Start of Material to process

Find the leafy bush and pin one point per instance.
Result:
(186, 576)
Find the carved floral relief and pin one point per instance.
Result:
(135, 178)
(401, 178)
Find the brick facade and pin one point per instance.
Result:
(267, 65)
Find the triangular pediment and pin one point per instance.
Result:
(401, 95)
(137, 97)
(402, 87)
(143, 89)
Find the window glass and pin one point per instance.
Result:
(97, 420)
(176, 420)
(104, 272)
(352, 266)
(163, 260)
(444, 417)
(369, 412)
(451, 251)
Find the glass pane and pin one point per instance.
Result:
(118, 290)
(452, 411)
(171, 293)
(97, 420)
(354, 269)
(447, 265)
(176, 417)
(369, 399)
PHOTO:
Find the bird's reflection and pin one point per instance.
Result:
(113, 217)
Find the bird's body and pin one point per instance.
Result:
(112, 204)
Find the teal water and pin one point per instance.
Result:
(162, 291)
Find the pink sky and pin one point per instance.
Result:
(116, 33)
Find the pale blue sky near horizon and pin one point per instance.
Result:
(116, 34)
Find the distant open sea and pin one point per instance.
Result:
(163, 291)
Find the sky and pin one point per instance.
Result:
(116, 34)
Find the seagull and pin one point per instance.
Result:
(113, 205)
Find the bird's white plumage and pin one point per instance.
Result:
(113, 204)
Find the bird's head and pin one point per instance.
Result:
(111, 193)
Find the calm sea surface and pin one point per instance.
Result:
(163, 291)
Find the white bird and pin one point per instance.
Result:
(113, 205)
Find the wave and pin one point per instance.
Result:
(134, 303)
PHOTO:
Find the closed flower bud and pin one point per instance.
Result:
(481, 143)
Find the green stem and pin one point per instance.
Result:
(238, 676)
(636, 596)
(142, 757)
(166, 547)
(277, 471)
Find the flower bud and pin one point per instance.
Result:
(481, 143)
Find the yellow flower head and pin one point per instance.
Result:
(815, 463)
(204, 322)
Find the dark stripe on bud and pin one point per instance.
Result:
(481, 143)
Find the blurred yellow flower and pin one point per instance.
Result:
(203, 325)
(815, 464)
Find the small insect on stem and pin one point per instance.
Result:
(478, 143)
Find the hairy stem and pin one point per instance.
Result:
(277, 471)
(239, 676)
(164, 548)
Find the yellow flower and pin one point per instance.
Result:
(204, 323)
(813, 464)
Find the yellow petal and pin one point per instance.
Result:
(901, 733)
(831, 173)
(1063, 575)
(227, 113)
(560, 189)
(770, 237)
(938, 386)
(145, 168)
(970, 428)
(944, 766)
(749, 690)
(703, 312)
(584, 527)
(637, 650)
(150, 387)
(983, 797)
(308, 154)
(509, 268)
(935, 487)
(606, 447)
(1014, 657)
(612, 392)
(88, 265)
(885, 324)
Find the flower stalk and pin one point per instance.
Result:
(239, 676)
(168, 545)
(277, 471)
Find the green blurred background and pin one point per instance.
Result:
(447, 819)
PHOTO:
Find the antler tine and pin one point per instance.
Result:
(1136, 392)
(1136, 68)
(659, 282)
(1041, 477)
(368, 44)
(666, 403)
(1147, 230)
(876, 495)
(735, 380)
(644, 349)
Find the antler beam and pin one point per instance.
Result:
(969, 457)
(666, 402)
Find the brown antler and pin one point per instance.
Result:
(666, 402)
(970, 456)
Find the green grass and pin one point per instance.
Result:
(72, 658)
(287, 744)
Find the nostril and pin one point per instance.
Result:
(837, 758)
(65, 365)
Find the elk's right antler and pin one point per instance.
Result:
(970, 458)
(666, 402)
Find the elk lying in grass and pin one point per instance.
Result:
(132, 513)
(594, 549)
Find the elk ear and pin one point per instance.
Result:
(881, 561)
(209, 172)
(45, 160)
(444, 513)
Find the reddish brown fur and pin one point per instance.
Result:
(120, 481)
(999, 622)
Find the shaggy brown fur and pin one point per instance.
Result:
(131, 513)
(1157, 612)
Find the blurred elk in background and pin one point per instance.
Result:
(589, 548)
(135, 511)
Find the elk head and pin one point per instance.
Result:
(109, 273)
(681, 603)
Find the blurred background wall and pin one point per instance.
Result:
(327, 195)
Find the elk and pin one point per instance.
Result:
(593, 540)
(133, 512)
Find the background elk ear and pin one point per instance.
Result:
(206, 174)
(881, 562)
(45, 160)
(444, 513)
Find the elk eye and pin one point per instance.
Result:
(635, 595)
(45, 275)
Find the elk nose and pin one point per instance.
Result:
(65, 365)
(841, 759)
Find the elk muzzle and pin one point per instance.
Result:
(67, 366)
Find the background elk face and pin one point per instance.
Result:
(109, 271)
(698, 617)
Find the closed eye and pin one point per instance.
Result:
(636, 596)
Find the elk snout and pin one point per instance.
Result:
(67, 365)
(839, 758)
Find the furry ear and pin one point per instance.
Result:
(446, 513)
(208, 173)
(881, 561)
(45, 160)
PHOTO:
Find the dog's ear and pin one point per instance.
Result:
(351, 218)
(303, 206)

End of Material to process

> **Exercise task**
Recopy all the lines exactly as they appear.

> **Solution to the problem**
Find the leafy bush and pin one point per instance.
Result:
(186, 576)
Find the carved floral relief and pin one point per instance.
Result:
(135, 178)
(401, 178)
Find the brick facade and pin one point per instance.
Result:
(267, 65)
Find the triangular pediment and pin one point per instance.
Result:
(401, 95)
(137, 97)
(402, 87)
(143, 89)
Find the window glass and pin one point per instance.
Result:
(97, 420)
(176, 420)
(104, 272)
(352, 266)
(163, 260)
(444, 417)
(369, 412)
(451, 251)
Find the glass pane and pin one point per instance.
Result:
(118, 290)
(452, 411)
(171, 293)
(97, 420)
(354, 269)
(447, 265)
(176, 417)
(369, 399)
PHOTO:
Find the bird's reflection and pin one point per instance.
Result:
(113, 217)
Find the bird's body and pin one point per instance.
Result:
(112, 204)
Find the teal water and pin one point per instance.
Result:
(162, 291)
Find the pink sky and pin one point per instance.
Result:
(116, 33)
Find the pale blue sky near horizon and pin one point per instance.
Result:
(116, 34)
Find the distant open sea and pin one point per instance.
Result:
(163, 291)
Find the sky and pin one point per instance.
Result:
(116, 34)
Find the seagull and pin one point per instance.
Result:
(113, 205)
Find the bird's white plumage and pin one point per instance.
Result:
(113, 204)
Find the bird's head and pin one point per instance.
Result:
(111, 193)
Find the calm sea surface and pin one point per instance.
Result:
(163, 291)
Find the white bird and pin one point per instance.
Result:
(113, 205)
Find the wave and pin one point per instance.
Result:
(134, 303)
PHOTO:
Find the closed flower bud and pin one point per instance.
Result:
(481, 143)
Find the green stem and pin one point per instance.
Result:
(238, 676)
(636, 596)
(142, 757)
(166, 547)
(277, 471)
Find the flower bud and pin one point per instance.
Result:
(481, 143)
Find the yellow flower head and pin one point per instance.
Result:
(815, 463)
(204, 322)
Find the dark stripe on bud and pin one point per instance.
Result:
(481, 143)
Find the blurred yellow flower and pin one point per instance.
Result:
(203, 325)
(815, 464)
Find the small insect on stem and pin one point per instance.
Result:
(478, 143)
Find the hairy stem and pin one point per instance.
Result:
(277, 471)
(239, 676)
(164, 548)
Find the yellow flower and pin one point per instance.
Result:
(204, 323)
(813, 464)
Find the yellow petal and pin one point per instance.
Result:
(901, 733)
(831, 173)
(1063, 575)
(227, 113)
(560, 189)
(770, 237)
(938, 386)
(145, 168)
(970, 428)
(944, 766)
(749, 690)
(703, 312)
(584, 527)
(637, 650)
(150, 387)
(983, 797)
(308, 154)
(509, 268)
(935, 487)
(606, 447)
(1014, 657)
(612, 392)
(88, 265)
(885, 324)
Find the flower stalk and pin one point per instance.
Result:
(239, 676)
(168, 545)
(277, 471)
Find the green blurred background and pin one point per instance.
Result:
(447, 819)
PHOTO:
Find the antler tine and pin one point per instance.
Result:
(1136, 392)
(1136, 68)
(659, 282)
(1041, 477)
(368, 44)
(666, 403)
(1147, 230)
(876, 495)
(735, 380)
(644, 349)
Find the antler beam and pin one point per instance.
Result:
(969, 457)
(666, 402)
Find the brown antler and pin one point per instance.
Result:
(666, 402)
(970, 456)
Find the green grass and pin one point per instance.
Result:
(72, 658)
(287, 744)
Find the nostril and pin one point per instance.
Result:
(837, 758)
(65, 365)
Find the elk's right antler and pin one point per instance.
Result:
(970, 458)
(666, 402)
Find the elk lying in grass and pin one point per instance.
Result:
(132, 513)
(594, 549)
Find the elk ear and pin one point per instance.
Result:
(881, 561)
(209, 172)
(45, 160)
(444, 513)
Find the reddish brown fur and pin one point per instance.
Result:
(120, 481)
(999, 622)
Find the shaggy brown fur and pin one point per instance.
Result:
(131, 513)
(1157, 612)
Find the blurred elk in background and pin one point per instance.
Result:
(589, 548)
(135, 511)
Find the elk head and pin one point per instance.
Result:
(109, 273)
(681, 603)
Find the blurred background wall and pin one point per instance.
Result:
(327, 195)
Find the elk and pin one point per instance.
Result:
(593, 540)
(133, 512)
Find the background elk ear and pin one point per instance.
Result:
(206, 174)
(881, 562)
(45, 160)
(444, 513)
Find the elk eye and pin one point per instance.
Result:
(635, 595)
(45, 275)
Find the elk nose and pin one point per instance.
Result:
(65, 365)
(841, 759)
Find the elk muzzle and pin one point per instance.
Result:
(67, 366)
Find the background elk face and pin one point per instance.
Result:
(109, 271)
(698, 617)
Find the closed eye and pin one point per instance.
Result:
(636, 596)
Find the elk snout and pin one point per instance.
Result:
(67, 365)
(839, 758)
Find the furry ear and pin one point per instance.
Result:
(446, 513)
(208, 173)
(881, 561)
(45, 160)
PHOTO:
Find the dog's ear and pin one point per instance.
Result:
(351, 218)
(303, 206)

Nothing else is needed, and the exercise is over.